* _Task item_: Among the records below, determine how many lines have the word "pixels" in them; output only the number.

═════ Available records ═════

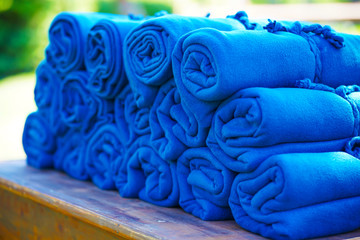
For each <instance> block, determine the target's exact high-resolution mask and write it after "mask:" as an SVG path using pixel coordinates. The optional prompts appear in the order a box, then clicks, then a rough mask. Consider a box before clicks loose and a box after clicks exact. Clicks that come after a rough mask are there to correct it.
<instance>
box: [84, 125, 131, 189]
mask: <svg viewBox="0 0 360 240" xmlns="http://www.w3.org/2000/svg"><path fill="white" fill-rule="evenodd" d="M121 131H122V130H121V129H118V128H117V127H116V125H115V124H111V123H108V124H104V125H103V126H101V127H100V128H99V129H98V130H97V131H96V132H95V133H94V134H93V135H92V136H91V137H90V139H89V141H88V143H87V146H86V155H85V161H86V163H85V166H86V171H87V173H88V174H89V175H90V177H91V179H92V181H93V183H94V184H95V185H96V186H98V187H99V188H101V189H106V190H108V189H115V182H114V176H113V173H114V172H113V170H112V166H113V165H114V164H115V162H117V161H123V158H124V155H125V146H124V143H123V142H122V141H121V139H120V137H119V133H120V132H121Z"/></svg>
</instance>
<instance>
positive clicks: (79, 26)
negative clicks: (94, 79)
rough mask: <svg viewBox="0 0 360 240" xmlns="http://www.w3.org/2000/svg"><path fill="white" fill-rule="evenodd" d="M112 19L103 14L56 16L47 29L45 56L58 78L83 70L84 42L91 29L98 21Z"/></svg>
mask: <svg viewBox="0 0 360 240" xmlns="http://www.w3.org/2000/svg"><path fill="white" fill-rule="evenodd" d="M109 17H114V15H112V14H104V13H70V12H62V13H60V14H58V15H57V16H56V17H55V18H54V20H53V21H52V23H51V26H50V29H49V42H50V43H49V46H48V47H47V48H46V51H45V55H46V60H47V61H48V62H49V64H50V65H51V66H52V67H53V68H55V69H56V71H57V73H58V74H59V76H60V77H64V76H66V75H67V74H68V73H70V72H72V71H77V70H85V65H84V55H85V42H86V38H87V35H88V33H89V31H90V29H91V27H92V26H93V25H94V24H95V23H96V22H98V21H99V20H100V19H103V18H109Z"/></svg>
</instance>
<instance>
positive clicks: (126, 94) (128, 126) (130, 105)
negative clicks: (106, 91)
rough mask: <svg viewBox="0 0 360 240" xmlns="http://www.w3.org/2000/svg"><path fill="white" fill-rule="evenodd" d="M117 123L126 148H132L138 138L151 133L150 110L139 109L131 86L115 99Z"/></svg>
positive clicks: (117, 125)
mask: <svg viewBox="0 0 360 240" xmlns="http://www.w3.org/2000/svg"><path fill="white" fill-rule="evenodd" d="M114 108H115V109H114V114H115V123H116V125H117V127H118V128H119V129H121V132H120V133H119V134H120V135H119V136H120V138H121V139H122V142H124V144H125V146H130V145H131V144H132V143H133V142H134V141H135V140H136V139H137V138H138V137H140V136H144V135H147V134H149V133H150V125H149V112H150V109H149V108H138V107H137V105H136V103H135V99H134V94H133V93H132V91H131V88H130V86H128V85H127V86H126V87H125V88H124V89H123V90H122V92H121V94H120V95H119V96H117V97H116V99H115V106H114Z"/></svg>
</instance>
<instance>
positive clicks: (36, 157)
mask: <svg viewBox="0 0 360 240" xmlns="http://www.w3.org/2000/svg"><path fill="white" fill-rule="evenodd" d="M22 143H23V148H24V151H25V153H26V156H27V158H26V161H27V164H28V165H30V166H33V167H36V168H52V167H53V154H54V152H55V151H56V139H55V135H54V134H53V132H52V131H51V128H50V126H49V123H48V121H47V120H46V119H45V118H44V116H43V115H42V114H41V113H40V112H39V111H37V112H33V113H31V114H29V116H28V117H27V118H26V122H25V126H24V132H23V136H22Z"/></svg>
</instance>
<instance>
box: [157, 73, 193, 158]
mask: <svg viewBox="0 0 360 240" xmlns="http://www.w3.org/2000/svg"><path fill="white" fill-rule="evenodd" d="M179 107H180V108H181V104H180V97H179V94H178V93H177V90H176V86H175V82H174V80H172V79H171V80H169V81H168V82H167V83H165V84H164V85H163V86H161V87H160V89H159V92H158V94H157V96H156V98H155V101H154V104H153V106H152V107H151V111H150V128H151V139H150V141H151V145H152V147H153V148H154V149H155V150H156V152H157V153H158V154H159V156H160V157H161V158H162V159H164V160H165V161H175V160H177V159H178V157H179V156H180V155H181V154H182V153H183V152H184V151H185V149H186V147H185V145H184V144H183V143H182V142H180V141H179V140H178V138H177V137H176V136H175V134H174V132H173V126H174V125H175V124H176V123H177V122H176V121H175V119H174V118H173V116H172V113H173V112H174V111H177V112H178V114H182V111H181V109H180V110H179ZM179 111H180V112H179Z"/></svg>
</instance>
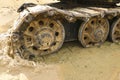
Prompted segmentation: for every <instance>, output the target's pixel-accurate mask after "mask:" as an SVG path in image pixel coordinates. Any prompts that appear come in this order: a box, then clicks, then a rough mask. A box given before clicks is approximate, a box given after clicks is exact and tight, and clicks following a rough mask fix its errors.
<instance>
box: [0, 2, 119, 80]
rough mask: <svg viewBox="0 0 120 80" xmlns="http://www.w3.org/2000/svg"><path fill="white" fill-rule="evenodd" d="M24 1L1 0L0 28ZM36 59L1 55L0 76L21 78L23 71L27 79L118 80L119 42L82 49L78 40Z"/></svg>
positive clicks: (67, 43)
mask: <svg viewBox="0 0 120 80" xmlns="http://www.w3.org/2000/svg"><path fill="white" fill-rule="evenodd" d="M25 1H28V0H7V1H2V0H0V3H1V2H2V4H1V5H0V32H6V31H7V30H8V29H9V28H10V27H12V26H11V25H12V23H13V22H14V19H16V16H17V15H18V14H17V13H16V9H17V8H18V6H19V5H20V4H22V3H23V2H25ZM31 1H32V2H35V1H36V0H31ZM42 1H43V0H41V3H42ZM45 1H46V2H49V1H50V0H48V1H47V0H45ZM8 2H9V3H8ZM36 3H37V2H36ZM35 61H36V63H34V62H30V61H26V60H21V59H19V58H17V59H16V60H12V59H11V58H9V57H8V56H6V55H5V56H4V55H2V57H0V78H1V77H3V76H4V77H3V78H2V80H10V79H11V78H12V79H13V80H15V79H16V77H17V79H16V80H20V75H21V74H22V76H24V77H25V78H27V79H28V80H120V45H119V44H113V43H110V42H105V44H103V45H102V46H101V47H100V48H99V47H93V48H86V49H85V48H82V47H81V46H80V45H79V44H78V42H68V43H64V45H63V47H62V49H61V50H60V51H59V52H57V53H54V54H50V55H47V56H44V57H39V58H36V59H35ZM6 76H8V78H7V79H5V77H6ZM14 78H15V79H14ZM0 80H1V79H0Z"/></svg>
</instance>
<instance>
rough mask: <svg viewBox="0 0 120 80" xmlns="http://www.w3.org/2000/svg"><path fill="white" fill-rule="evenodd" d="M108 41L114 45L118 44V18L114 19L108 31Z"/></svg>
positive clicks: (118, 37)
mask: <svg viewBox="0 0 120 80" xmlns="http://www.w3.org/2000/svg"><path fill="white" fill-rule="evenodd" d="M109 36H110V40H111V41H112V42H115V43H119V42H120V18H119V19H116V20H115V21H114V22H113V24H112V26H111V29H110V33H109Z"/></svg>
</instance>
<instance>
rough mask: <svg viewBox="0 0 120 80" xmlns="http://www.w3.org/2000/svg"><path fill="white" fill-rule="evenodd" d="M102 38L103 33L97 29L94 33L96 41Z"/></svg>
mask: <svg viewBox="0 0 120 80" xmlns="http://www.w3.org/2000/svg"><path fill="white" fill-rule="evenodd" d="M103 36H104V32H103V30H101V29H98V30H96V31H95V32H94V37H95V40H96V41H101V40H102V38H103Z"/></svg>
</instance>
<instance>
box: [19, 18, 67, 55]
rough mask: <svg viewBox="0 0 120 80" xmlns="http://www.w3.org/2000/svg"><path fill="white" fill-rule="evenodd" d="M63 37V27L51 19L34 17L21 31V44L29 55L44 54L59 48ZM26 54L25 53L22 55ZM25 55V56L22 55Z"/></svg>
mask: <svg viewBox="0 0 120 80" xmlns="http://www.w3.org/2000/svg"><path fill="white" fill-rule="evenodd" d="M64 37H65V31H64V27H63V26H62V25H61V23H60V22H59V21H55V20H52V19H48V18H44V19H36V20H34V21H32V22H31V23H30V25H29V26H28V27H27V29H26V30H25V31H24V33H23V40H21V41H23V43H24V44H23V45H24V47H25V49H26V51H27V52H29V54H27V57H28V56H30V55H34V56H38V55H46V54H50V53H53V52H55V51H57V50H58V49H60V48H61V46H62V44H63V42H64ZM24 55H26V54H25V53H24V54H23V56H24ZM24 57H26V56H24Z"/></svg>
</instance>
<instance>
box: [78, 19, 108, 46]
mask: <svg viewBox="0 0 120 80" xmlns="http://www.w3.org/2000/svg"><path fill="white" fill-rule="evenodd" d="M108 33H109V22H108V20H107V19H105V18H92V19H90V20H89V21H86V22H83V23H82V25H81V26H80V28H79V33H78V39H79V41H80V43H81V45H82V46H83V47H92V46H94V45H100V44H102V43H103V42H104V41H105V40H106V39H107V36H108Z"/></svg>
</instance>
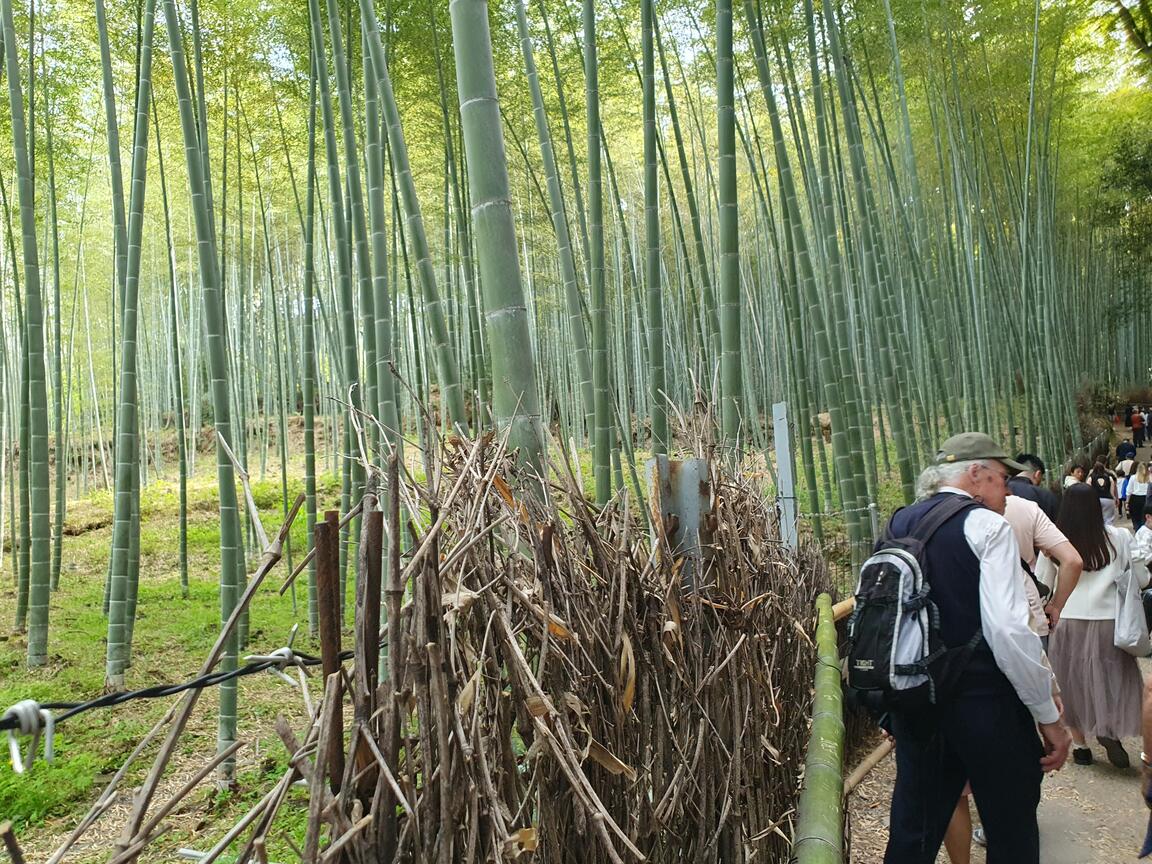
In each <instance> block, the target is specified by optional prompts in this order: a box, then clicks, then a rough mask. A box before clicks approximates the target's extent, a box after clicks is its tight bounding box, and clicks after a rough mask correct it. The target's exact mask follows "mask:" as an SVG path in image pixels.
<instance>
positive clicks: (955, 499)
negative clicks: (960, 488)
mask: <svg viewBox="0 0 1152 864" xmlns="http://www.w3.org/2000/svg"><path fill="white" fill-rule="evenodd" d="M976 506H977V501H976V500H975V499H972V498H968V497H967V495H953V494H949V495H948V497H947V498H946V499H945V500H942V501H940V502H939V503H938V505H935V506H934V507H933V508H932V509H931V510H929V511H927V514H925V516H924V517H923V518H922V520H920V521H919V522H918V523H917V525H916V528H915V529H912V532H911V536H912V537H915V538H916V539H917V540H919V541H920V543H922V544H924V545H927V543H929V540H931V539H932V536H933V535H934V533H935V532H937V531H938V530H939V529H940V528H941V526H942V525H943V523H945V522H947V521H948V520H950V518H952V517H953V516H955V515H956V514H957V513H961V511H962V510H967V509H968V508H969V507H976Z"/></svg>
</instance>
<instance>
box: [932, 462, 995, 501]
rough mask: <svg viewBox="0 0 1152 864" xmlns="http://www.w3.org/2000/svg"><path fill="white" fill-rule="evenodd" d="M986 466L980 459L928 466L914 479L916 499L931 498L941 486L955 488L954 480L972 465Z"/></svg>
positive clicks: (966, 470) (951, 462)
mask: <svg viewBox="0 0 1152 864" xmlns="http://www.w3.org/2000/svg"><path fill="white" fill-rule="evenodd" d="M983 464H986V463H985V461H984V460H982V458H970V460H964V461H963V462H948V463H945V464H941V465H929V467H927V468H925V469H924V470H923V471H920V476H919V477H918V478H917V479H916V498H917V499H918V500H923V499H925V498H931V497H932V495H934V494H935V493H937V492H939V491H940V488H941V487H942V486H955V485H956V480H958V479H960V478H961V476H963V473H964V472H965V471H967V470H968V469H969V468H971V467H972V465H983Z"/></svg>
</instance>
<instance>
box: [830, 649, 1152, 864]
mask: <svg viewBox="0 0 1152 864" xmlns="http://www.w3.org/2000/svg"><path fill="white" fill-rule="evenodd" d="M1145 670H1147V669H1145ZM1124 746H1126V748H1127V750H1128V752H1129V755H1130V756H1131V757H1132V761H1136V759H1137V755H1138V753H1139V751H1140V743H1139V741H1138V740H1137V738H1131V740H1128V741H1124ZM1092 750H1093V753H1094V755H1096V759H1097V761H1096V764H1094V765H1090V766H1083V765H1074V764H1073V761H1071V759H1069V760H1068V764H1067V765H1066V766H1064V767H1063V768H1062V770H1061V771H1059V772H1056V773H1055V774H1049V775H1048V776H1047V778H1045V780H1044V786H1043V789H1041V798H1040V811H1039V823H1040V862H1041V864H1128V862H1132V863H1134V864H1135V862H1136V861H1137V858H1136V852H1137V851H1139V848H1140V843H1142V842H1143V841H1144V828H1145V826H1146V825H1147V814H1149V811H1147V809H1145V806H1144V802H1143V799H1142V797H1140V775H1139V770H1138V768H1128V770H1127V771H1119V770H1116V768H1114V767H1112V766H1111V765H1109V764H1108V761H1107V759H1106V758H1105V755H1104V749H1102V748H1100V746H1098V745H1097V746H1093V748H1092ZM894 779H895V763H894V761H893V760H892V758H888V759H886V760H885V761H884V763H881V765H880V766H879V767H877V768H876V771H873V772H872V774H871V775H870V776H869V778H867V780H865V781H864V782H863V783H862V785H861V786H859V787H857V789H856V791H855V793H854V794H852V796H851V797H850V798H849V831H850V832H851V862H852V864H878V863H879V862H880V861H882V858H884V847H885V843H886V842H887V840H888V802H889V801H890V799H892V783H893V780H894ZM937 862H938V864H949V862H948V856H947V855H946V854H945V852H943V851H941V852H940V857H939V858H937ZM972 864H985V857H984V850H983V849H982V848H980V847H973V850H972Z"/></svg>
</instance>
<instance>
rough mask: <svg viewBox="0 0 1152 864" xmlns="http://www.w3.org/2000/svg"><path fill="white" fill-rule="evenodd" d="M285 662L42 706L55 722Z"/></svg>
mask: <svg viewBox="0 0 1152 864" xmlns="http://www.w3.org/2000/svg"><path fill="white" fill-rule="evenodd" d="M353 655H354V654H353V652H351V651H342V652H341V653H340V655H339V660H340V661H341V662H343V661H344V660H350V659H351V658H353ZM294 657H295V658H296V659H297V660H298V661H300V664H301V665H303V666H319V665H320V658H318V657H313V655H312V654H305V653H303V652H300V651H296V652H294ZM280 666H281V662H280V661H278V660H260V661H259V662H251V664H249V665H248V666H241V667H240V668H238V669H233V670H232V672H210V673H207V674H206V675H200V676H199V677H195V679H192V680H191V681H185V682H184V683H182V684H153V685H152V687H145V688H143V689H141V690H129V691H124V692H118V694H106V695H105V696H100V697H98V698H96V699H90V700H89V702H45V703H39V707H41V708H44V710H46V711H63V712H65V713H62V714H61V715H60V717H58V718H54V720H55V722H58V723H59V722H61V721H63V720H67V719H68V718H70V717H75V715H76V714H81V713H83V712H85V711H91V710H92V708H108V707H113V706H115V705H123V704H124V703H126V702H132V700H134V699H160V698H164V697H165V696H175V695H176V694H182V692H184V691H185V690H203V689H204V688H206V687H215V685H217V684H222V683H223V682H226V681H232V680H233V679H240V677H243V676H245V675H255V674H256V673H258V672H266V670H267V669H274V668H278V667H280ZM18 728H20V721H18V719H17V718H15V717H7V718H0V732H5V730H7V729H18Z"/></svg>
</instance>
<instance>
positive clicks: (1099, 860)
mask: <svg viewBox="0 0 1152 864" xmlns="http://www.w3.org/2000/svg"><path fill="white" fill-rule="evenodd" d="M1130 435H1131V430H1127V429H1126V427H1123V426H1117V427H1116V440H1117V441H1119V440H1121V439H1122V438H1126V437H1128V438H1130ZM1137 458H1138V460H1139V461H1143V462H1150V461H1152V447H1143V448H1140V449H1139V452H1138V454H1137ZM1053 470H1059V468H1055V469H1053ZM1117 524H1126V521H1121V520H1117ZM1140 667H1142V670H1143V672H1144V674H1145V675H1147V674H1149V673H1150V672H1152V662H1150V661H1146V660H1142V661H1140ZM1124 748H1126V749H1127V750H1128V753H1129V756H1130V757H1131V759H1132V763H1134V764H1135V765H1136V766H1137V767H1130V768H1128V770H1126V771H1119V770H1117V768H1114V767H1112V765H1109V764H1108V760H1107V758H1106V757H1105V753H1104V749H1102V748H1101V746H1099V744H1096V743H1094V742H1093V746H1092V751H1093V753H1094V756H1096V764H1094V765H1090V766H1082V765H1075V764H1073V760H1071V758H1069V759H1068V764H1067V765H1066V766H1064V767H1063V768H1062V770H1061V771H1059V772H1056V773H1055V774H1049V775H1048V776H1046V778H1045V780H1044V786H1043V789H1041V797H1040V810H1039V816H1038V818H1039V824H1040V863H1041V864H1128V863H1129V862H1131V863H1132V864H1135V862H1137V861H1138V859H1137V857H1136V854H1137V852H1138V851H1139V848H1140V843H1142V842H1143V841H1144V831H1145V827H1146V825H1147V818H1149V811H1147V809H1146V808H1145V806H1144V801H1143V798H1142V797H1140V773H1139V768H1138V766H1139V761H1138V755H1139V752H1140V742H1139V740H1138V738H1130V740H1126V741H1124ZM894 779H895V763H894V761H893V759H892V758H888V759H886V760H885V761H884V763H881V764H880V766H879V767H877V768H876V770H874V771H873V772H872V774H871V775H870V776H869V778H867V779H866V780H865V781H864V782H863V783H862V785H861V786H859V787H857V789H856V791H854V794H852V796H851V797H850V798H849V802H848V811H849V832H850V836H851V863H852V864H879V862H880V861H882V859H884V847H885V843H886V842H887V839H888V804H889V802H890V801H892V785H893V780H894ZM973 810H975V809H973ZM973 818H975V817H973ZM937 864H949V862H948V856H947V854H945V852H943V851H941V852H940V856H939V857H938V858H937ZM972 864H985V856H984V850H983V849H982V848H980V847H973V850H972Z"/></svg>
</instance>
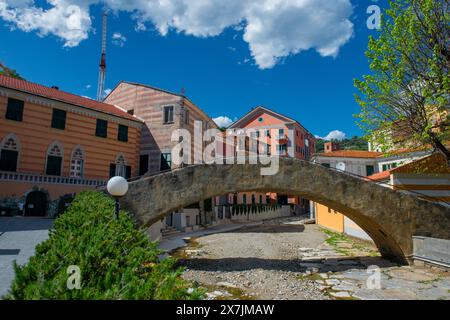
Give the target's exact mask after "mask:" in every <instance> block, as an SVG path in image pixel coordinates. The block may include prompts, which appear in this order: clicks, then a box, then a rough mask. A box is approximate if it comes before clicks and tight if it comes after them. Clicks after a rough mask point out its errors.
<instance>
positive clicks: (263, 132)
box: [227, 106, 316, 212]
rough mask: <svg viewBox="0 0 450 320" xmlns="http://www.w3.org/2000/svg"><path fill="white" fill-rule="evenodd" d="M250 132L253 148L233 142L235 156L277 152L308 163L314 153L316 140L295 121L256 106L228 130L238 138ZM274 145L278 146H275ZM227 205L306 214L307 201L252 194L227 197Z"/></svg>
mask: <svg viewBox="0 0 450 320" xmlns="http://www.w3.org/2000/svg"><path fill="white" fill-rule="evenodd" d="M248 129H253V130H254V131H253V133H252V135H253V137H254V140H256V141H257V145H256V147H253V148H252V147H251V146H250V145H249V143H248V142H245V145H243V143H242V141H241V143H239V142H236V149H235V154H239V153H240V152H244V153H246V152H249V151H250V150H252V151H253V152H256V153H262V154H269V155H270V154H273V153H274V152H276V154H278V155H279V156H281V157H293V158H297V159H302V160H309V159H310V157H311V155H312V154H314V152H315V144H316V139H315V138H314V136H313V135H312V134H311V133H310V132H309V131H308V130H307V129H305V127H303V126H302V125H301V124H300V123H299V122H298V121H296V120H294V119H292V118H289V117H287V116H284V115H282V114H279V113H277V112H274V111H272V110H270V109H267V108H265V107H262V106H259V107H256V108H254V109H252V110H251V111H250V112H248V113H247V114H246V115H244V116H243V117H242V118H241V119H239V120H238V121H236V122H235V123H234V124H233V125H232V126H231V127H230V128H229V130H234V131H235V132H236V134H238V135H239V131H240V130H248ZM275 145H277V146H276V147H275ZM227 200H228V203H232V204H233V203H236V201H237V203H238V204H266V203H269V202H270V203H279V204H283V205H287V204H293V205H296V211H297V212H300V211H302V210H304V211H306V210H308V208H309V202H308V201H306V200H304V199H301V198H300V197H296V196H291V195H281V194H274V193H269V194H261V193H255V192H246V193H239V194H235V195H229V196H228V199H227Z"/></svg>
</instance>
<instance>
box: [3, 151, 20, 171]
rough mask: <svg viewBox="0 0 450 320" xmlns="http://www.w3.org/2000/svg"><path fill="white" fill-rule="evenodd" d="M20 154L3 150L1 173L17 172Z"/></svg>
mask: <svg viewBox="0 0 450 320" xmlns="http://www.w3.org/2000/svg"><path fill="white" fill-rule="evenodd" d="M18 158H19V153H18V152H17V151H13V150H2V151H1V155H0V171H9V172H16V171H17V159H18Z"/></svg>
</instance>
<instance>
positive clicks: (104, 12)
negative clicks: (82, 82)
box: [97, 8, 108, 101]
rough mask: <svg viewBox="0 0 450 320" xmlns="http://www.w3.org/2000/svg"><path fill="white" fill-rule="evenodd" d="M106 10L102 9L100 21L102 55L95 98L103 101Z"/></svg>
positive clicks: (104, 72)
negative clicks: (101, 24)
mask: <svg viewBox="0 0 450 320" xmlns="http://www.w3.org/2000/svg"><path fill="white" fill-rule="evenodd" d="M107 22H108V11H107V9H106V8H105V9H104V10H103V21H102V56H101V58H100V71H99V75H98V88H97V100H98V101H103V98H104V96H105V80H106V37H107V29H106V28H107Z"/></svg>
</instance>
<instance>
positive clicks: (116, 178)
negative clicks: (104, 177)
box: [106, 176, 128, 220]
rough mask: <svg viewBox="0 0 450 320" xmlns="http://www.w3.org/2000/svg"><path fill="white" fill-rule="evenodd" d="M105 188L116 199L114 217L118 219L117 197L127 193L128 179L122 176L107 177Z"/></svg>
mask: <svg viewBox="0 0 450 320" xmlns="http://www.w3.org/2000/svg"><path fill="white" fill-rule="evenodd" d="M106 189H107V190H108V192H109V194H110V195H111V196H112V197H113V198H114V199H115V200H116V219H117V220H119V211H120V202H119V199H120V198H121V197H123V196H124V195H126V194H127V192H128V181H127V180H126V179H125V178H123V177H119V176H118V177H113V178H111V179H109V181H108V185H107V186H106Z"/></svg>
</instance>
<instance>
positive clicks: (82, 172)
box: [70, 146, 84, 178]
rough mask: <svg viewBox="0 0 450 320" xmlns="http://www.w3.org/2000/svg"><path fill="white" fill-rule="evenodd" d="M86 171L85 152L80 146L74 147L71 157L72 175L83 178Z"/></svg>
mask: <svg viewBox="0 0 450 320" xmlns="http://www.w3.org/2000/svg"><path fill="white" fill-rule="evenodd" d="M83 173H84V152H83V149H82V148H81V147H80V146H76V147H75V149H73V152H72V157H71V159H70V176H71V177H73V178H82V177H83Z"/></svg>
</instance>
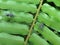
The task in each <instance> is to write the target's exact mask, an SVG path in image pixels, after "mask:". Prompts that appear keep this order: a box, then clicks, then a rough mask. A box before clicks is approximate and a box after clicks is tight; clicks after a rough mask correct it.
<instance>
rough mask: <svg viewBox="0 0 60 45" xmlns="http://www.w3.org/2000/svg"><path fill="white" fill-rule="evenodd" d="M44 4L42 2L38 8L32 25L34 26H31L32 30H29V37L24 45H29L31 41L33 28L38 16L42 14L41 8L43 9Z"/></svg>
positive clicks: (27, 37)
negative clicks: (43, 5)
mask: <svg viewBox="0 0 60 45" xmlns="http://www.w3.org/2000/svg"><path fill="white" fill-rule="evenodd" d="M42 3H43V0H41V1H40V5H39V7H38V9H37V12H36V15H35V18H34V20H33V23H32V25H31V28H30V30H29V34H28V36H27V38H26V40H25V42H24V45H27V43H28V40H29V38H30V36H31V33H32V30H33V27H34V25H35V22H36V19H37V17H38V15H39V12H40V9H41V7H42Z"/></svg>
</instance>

═════

* _Completed task_: 2